──────── EXCERPTED TEXT ────────
Friday, 31 March 2023

Two Myths of Australian Politics - March 2023

So the 2023 NSW State Election has been run and won by the Labor Party.
The Liberal Party got the result that they deserved. They have continued to take their grassroots membership and followers for granted. They have continued to ignore their own stated beliefs despite several successive election losses.
Back in August 2022 I wrote of my despair and concerns about the direction (or lack thereof) of the Liberal party.  
Then, it became blatantly obvious to me last year when I attended the 2022 CPAC conference that the Liberal party leadership were incapable if looking inward, unwilling to listen to their constituents, and unwilling to see past their own noses. Certainly, nothing has changed within the Liberal Party of Australia.
So on election day, I found myself out the front of our small-town's polling place handing out how-to-vote cards for One Nation.

This is a job I enjoy doing. I get to talk to a lot of people, share my ideas and thoughts, and find it to be an easy way to participate in our democracy.  There are other people there, of course, doing the same job for different parties and individuals. The atmosphere between those representing different parties is always pleasant with good conversation and banter taking place during the quiet times. 
I have done this job a few times now. Interestingly, it has been in support of a different party each time that I have.
The polling place that I attend is in a small country town where the number of expected voters is around 500 or so. It’s also in a very. very safe Nationals seat and while the Nationals lost my support several years ago, I felt it my duty to try to inform as many people as possible just why that is and provide some assistance to those who might also be seeking an alternative to the status quo.  I’m under no illusion that my presence has any chance of swinging the seat away from the incumbent. But I do hope that (naively maybe) a swing away from the Nationals and Liberals might help convince them that they are careening down the wrong path. It seems to me that their support is only coming from those that “always have, always will” vote that way and have very little knowledge or interest in politics.
Which brings me to my point of this rant. The two big myths of Australian politics that seem unbreakable despite being demonstrably false. 
The first one (which I will not elaborate upon today) is the myth that the Labor Party is the “Party for the Working Man”. This may have been the case at its inception but is far from the truth today. 
The second one dawned on me following an interaction I had with one particular voter.  Offering my “How to Vote” card for One Nation in the Upper House, his reply to me was “What? That mob will send us broke!”
────────
(TASK TO COMPLETE): In the post on two myths of Australian politics, which party's how-to-vote cards did the writer hand out on election day? The rows have no connection to the post on two myths of Australian politics.
──────── INFORMATION ────────
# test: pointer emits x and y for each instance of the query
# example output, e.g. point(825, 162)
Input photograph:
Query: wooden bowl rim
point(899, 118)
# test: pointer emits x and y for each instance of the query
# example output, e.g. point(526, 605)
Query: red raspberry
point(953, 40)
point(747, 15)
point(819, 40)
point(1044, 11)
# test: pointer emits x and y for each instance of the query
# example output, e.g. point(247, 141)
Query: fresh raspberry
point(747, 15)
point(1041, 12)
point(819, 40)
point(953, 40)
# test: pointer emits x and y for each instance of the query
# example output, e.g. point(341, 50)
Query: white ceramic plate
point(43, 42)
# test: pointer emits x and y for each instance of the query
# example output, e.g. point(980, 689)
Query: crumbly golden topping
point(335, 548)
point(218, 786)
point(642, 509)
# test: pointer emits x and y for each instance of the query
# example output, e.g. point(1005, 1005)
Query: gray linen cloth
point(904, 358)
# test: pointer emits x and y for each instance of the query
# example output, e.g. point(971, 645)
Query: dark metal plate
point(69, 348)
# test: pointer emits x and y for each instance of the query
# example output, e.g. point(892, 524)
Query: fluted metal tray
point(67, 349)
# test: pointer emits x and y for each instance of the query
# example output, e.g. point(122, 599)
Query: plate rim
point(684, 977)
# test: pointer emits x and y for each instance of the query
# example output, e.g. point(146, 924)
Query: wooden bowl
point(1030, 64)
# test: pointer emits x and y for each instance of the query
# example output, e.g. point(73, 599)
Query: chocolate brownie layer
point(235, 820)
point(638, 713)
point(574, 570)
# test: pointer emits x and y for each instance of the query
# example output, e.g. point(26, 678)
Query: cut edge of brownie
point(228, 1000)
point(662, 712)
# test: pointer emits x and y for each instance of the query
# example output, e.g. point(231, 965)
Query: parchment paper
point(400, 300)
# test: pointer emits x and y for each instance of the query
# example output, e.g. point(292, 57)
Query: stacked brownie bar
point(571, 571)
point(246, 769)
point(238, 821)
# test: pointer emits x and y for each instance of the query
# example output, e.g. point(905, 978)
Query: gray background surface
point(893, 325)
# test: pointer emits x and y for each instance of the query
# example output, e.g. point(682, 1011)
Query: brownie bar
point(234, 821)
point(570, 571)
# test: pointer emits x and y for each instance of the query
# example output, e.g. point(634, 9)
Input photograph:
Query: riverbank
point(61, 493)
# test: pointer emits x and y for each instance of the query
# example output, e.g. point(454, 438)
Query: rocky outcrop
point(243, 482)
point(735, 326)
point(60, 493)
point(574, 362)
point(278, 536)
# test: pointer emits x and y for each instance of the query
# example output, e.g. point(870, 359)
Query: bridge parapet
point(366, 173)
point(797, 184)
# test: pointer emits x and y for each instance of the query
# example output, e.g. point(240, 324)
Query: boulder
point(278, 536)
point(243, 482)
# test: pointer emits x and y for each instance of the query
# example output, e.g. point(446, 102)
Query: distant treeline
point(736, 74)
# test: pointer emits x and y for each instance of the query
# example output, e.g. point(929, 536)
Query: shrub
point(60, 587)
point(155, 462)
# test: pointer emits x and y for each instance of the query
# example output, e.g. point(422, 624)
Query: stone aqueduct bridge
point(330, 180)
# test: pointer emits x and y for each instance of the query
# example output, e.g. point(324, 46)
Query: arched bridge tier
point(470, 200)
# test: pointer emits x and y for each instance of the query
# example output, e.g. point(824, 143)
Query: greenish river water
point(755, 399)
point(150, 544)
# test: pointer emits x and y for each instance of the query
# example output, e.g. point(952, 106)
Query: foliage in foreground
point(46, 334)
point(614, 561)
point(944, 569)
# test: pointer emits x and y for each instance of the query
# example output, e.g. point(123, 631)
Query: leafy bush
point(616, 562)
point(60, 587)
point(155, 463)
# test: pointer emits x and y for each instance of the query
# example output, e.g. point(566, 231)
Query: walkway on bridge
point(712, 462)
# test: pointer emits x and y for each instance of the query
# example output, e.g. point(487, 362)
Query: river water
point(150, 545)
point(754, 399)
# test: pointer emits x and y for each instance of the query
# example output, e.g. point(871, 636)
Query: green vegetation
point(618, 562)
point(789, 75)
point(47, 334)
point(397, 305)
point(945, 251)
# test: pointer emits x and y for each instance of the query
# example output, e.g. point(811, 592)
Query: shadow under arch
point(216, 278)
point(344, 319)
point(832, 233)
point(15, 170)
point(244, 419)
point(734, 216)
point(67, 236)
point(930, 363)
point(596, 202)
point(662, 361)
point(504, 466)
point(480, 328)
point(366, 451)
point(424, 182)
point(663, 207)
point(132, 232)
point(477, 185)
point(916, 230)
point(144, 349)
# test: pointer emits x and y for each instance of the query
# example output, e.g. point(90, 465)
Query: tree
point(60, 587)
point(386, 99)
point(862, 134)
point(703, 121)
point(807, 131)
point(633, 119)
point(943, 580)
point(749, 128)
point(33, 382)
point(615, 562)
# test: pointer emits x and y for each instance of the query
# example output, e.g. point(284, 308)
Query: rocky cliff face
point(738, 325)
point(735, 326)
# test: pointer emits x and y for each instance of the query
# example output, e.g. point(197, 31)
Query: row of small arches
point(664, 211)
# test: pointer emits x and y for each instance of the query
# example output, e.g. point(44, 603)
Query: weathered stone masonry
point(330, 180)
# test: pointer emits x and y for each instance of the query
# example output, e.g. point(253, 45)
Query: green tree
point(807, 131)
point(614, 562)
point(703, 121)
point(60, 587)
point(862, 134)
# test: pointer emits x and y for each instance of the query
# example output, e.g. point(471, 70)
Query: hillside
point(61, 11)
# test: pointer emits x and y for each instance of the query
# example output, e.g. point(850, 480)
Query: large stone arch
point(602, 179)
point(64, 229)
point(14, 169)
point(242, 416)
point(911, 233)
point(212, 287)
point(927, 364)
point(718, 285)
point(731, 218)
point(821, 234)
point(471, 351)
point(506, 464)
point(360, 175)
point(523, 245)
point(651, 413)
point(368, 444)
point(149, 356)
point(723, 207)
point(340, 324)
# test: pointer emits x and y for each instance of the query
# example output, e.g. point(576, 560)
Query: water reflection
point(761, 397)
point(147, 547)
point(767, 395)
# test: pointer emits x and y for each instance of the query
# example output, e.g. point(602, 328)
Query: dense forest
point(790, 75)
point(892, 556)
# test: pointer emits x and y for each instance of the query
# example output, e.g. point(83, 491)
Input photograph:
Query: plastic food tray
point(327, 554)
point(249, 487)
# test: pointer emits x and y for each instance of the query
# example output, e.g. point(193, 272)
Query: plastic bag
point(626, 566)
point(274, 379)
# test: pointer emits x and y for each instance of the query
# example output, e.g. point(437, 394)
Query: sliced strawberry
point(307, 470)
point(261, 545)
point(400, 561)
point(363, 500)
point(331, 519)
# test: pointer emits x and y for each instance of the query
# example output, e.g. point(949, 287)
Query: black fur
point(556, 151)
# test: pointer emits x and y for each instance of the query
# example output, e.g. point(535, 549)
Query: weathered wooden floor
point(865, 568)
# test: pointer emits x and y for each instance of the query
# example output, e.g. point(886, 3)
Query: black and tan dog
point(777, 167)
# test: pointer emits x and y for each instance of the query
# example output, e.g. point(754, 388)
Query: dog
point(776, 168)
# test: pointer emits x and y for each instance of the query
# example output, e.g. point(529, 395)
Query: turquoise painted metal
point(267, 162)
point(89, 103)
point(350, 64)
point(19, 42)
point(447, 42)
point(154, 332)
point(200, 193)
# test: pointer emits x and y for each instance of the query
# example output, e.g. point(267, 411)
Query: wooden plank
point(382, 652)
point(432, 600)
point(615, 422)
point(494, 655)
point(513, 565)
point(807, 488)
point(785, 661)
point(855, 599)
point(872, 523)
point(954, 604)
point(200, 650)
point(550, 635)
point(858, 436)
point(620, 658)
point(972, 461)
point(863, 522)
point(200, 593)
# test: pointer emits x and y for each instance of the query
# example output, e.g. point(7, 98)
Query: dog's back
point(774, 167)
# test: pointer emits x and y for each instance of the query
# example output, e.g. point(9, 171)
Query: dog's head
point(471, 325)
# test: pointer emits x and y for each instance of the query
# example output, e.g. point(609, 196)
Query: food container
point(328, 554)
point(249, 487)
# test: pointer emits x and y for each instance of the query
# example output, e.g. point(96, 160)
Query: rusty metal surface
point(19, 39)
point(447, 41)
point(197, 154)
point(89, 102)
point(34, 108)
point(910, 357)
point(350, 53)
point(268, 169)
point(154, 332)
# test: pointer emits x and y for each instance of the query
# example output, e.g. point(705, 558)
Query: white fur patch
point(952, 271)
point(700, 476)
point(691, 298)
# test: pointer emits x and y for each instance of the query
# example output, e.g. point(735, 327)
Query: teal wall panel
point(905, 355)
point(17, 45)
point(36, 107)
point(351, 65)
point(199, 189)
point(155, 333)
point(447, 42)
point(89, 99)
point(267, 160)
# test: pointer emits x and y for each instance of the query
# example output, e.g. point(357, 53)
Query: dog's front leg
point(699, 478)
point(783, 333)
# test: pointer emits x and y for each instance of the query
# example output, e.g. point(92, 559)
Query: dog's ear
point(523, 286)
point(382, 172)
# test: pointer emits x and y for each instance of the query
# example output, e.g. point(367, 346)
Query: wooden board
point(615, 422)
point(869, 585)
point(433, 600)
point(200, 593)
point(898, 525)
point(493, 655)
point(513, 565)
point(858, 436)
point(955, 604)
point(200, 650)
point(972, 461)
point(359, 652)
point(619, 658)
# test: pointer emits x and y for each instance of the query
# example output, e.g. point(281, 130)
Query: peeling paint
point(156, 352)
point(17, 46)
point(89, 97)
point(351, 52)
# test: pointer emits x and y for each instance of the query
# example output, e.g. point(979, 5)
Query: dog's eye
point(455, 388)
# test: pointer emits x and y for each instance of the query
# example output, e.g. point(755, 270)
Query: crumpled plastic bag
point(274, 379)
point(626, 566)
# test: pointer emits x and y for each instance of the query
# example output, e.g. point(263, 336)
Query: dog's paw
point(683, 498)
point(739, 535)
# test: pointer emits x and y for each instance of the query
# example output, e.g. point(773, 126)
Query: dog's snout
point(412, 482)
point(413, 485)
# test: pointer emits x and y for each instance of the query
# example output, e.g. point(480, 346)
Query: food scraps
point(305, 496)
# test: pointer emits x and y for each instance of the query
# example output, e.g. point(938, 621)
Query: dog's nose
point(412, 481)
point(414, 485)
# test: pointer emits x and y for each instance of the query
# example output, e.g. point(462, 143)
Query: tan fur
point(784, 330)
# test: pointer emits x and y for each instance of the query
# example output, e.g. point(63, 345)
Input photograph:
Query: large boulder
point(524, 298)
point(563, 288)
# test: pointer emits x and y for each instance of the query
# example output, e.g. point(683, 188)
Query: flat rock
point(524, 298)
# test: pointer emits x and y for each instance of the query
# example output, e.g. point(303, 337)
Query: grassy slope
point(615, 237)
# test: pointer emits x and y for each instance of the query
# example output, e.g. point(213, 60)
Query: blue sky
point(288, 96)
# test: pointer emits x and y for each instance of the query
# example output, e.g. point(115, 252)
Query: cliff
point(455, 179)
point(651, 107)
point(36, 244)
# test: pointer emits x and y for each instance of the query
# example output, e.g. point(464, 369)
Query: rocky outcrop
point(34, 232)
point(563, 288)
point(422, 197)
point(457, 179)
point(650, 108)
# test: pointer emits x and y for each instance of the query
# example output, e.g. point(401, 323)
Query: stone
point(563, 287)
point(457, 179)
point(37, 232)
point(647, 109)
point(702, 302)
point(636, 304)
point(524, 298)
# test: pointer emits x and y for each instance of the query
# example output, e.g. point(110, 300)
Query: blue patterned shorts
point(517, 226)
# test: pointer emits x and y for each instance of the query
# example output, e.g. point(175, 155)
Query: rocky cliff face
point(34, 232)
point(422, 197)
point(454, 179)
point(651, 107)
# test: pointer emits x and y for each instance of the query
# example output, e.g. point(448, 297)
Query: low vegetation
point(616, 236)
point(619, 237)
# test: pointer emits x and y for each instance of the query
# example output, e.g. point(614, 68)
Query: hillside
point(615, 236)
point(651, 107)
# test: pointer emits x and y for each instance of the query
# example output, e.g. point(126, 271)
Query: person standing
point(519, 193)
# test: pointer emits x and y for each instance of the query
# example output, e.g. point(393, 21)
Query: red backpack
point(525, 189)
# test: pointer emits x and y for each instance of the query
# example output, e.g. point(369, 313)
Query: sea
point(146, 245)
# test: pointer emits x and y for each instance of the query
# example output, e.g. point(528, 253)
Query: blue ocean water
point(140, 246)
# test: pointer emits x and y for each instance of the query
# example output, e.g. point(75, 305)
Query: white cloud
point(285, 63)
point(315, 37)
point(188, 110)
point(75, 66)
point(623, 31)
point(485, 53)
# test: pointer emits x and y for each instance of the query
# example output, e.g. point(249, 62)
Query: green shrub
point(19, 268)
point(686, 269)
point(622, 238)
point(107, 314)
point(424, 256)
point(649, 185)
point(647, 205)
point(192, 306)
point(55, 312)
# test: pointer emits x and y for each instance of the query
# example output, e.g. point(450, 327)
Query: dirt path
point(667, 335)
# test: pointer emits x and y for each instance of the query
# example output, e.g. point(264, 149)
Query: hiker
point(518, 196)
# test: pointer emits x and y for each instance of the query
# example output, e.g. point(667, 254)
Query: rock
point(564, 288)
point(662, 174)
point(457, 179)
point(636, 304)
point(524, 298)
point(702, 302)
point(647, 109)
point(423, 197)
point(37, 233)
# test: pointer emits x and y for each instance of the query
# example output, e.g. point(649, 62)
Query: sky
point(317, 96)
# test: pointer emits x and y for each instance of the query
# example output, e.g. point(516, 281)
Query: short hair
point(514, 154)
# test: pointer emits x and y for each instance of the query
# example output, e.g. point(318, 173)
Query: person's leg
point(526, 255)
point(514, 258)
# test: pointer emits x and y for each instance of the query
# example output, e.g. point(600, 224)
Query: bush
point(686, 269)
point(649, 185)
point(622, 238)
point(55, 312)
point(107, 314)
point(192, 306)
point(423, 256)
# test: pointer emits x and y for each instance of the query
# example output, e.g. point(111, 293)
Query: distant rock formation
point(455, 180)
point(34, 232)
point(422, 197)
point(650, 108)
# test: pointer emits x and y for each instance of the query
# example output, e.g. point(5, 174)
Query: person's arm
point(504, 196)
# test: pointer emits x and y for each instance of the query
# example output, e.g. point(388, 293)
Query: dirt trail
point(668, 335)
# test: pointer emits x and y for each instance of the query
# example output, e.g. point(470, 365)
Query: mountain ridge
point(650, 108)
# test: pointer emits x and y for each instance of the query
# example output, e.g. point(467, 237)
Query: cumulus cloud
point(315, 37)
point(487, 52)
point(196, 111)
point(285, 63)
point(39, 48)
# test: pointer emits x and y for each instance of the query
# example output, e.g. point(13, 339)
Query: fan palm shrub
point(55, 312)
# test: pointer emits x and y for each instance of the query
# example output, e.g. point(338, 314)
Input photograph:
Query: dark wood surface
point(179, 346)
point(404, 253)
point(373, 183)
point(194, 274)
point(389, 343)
────────
(EXERCISE RESPONSE): One Nation